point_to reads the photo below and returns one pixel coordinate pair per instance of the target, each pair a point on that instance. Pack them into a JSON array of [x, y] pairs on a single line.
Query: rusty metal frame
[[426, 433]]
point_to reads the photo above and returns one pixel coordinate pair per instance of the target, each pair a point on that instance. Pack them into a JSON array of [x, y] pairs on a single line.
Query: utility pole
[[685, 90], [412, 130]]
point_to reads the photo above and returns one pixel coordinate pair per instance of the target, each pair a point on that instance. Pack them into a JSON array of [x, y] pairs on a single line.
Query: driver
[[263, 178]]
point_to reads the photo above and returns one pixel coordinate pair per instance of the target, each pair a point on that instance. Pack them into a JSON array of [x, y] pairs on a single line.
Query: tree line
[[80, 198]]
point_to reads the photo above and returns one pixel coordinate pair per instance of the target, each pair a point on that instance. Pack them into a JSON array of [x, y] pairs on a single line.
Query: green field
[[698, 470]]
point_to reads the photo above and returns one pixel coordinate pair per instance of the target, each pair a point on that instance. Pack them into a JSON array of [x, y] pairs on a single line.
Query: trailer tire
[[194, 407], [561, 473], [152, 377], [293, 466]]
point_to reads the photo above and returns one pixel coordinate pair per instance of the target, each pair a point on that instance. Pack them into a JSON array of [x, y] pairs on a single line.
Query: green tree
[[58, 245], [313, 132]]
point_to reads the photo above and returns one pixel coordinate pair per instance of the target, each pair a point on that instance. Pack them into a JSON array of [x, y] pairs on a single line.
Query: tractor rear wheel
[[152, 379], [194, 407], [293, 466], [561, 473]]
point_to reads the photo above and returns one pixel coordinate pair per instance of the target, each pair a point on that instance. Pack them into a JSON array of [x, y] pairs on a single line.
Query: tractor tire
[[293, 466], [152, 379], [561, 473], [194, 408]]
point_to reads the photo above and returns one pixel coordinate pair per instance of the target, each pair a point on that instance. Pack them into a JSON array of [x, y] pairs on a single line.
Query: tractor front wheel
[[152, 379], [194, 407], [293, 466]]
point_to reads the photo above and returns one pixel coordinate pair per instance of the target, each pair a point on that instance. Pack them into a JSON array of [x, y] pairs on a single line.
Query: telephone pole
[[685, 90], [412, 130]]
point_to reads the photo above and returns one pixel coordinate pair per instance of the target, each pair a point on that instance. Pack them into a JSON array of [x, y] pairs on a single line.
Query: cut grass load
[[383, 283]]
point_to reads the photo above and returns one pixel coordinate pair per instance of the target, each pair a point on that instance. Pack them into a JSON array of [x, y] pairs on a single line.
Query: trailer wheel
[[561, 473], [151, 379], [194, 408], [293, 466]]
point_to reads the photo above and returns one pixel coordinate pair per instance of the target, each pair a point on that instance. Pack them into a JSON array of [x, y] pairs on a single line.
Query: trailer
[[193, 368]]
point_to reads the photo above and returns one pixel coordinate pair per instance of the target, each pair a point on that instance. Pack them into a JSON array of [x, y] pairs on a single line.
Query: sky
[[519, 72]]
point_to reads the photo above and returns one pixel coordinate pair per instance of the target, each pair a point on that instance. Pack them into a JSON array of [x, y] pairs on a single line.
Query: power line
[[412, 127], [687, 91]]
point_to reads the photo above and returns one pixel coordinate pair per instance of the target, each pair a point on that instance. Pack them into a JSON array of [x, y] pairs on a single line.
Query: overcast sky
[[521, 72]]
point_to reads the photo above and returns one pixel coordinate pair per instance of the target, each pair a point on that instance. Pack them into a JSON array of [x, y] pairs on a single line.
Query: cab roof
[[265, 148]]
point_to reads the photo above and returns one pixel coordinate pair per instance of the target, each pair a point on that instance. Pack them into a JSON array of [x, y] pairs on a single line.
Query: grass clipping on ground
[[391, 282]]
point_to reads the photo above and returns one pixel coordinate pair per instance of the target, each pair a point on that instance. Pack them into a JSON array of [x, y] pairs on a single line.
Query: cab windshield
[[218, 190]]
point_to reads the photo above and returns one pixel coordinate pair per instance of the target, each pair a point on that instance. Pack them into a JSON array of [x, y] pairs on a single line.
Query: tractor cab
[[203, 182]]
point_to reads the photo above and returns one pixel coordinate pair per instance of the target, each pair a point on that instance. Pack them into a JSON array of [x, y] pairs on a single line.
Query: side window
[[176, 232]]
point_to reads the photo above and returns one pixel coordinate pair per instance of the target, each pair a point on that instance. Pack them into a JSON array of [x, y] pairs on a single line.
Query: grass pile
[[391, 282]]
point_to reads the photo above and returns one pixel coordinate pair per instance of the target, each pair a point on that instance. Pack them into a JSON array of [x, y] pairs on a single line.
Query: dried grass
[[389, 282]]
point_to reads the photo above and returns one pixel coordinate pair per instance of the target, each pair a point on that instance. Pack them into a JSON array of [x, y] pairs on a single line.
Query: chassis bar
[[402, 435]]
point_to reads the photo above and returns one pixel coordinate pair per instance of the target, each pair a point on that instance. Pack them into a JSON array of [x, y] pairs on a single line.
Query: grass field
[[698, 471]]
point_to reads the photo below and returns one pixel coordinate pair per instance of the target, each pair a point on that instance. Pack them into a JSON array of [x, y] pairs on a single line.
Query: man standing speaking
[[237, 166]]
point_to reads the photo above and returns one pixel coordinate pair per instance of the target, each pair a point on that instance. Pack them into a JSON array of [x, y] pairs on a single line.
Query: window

========================================================================

*Your goal*. Report every line of the material above that contains the word "field", copying each such line in full.

*Complete answer*.
Query: green field
Query: grass field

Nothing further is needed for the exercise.